### Task details
Reproduce the records from the line containing "Looking at this drawing, which region contains the field" through the end of the records, inclusive, requests included, multiplying every bounding box coordinate in the answers by 2.5 and rounding to whole numbers, with halves rounded up. Leave the numbers in the requests and their format samples unchanged.
* * * * * * * * *
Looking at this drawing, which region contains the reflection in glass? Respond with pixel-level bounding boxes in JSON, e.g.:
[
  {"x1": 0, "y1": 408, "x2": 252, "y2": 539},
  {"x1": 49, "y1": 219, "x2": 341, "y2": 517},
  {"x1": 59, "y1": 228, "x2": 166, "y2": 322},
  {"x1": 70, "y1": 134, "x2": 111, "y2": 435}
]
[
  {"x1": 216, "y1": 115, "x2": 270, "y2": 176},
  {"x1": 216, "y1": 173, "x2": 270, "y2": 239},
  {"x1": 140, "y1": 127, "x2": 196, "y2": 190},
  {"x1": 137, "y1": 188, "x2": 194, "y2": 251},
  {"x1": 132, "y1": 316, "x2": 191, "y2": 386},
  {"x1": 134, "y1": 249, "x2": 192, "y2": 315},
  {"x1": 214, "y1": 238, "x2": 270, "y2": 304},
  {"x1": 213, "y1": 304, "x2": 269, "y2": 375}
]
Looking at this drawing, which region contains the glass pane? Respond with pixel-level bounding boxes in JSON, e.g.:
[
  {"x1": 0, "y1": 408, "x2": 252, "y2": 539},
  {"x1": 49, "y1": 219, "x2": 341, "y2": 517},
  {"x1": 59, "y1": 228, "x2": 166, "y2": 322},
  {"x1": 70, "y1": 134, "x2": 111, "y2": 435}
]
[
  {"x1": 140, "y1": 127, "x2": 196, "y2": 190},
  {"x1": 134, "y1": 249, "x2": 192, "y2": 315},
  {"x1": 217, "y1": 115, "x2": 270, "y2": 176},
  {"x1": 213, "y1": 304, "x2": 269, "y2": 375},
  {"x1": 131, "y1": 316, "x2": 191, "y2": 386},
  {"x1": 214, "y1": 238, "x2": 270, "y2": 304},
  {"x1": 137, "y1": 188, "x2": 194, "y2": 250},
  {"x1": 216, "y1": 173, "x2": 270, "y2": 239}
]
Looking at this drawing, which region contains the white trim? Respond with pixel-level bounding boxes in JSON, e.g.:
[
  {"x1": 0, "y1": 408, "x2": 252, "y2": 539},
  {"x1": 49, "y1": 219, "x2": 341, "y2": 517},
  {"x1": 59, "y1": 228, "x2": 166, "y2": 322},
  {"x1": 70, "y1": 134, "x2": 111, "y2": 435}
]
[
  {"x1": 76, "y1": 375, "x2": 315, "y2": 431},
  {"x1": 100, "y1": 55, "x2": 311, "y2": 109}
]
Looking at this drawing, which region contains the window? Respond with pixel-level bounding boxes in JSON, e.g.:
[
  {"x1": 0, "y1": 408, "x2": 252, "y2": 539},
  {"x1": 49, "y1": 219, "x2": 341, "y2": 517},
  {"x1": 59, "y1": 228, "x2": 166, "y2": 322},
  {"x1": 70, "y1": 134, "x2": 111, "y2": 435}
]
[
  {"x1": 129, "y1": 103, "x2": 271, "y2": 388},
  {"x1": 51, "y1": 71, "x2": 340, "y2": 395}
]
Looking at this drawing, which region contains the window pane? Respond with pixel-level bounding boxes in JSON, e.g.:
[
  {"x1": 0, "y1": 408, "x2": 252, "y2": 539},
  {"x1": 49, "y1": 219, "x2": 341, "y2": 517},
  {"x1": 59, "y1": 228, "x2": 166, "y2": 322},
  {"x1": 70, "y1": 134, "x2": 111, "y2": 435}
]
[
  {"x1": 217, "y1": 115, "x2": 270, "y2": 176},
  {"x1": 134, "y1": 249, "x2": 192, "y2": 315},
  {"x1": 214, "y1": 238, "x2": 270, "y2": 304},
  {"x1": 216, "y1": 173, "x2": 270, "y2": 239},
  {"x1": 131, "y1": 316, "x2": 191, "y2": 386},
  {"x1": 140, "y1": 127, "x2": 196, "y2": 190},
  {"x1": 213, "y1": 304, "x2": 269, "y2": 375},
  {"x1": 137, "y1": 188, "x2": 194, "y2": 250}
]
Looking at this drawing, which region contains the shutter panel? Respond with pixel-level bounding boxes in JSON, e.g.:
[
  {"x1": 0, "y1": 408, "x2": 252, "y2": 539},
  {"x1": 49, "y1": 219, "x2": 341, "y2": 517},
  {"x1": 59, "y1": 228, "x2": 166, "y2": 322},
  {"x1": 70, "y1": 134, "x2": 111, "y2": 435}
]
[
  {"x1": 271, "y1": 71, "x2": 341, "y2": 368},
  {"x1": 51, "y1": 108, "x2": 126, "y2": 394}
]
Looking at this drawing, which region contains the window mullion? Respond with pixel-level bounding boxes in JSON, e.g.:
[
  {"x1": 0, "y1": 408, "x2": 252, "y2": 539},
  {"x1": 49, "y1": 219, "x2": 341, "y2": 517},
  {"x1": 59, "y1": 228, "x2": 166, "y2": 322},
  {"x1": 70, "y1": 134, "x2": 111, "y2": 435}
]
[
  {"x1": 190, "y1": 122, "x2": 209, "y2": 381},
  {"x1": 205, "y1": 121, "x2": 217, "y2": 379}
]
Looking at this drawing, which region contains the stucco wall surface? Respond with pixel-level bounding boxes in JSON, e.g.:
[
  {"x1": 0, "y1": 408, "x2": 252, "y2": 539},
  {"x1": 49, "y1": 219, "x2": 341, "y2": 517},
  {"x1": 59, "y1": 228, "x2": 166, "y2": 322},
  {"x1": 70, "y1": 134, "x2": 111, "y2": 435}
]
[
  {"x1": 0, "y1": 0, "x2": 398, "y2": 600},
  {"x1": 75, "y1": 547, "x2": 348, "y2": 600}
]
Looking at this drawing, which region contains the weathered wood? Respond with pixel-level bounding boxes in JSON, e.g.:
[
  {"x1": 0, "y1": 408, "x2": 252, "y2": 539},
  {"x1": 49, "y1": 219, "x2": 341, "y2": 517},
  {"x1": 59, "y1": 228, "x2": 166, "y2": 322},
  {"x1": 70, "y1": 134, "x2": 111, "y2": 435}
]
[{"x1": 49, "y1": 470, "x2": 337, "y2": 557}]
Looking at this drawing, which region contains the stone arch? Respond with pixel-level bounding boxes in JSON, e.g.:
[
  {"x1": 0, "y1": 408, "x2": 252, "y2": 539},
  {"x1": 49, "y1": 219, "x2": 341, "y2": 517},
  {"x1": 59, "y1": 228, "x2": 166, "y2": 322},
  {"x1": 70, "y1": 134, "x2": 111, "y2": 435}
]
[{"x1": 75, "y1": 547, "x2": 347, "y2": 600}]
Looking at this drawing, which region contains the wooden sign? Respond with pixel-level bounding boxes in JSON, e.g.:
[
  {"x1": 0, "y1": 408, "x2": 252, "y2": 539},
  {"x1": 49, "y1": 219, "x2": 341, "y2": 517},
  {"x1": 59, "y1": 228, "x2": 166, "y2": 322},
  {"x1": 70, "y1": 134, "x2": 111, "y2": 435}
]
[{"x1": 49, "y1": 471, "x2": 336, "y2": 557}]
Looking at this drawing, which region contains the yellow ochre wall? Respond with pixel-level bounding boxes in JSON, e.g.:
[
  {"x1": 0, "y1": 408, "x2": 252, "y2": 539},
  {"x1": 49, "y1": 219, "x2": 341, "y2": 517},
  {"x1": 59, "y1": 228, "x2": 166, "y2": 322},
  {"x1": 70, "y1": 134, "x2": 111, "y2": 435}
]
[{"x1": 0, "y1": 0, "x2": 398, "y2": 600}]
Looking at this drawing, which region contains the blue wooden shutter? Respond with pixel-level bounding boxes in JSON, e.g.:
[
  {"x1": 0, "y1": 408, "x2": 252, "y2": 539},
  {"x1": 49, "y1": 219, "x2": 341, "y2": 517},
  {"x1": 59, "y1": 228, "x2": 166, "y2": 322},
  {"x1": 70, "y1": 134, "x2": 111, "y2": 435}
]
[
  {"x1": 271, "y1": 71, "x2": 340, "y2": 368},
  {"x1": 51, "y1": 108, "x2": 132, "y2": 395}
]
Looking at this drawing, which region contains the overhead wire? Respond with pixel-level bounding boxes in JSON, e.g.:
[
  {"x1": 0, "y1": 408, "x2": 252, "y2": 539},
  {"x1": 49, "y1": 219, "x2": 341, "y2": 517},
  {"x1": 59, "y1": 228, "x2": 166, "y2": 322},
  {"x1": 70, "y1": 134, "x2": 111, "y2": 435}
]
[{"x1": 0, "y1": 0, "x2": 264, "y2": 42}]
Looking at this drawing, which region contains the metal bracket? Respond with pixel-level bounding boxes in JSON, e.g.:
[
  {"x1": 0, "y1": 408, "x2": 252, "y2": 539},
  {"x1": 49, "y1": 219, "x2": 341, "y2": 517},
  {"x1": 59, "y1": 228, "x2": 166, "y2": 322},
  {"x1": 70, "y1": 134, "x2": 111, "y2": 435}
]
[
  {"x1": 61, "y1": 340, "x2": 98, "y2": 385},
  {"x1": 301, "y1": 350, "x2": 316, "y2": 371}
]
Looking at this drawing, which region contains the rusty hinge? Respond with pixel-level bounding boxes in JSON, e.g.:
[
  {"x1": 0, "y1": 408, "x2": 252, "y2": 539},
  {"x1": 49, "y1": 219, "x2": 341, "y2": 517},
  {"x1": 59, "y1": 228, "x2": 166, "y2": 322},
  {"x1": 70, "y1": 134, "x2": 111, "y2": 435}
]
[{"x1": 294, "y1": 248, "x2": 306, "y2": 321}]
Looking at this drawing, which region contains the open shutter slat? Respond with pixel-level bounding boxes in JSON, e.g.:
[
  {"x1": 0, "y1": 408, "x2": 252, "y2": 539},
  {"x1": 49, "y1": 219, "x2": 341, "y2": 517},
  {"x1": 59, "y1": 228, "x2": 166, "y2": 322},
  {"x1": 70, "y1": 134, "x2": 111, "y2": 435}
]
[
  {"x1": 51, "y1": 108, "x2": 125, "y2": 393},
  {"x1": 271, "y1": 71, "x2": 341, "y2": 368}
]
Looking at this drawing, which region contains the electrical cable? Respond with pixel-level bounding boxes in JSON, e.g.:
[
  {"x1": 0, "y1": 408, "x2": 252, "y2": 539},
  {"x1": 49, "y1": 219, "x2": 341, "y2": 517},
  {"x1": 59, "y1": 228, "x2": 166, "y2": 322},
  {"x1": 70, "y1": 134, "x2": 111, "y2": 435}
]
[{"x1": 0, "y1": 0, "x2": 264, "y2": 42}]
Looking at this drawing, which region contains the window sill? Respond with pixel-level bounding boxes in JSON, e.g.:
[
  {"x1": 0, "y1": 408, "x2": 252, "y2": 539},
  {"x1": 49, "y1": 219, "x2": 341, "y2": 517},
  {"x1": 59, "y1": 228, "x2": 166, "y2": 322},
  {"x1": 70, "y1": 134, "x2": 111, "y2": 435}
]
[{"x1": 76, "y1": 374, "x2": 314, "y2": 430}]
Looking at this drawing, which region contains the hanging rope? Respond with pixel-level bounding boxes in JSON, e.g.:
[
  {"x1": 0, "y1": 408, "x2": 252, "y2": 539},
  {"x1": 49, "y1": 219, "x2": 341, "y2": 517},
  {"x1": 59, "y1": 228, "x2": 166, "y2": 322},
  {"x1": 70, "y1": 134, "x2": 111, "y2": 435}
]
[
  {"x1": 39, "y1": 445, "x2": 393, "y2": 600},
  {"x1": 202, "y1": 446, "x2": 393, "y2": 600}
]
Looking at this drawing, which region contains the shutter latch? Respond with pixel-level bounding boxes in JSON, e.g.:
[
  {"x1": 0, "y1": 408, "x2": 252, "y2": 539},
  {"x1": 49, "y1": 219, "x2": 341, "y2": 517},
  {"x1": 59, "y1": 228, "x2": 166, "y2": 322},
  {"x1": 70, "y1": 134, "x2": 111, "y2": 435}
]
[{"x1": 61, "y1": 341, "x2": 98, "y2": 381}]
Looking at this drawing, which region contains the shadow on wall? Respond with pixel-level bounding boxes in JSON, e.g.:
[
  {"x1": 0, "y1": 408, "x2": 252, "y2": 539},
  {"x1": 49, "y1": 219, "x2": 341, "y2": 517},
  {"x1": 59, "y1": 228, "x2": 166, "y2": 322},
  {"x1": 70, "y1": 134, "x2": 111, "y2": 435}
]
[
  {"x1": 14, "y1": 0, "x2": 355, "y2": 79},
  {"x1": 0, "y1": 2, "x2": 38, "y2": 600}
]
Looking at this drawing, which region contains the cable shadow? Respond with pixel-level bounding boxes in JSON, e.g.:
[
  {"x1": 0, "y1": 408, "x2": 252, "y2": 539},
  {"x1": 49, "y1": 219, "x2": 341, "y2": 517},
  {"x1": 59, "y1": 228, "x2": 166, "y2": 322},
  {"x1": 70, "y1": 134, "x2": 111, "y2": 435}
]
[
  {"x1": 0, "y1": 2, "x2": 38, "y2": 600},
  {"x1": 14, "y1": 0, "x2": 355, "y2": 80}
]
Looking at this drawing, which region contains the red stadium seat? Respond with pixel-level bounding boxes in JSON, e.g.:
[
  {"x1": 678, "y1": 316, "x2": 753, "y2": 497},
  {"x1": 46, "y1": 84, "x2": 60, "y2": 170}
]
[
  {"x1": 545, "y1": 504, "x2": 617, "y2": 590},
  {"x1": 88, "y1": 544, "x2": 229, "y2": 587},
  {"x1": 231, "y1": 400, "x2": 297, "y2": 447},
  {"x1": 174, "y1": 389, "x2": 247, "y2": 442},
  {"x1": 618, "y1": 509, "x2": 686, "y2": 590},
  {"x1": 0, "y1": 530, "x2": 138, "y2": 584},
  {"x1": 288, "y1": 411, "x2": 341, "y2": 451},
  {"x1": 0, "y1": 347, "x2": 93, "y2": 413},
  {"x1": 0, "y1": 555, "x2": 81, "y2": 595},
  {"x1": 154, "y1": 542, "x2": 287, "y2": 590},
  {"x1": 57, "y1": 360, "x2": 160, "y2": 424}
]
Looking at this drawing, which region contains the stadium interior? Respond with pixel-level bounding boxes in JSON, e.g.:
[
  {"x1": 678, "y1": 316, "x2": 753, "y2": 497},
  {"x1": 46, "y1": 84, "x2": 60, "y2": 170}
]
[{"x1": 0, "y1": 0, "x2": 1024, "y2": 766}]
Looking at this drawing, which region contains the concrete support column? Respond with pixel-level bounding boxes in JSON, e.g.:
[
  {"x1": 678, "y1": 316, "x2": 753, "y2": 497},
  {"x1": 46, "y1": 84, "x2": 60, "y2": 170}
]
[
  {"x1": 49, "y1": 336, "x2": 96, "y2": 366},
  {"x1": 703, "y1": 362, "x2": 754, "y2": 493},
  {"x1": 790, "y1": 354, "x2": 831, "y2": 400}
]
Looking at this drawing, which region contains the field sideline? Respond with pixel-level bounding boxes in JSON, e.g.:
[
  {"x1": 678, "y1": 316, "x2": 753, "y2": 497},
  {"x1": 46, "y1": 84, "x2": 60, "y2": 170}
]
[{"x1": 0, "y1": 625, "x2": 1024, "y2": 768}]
* * * * * * * * *
### Result for this exercise
Looking at this drawing, which region contains the field sideline? Respond with pixel-level bounding boxes in JSON, e.g.:
[
  {"x1": 678, "y1": 316, "x2": 753, "y2": 497},
  {"x1": 46, "y1": 84, "x2": 60, "y2": 170}
]
[{"x1": 0, "y1": 1563, "x2": 2560, "y2": 1920}]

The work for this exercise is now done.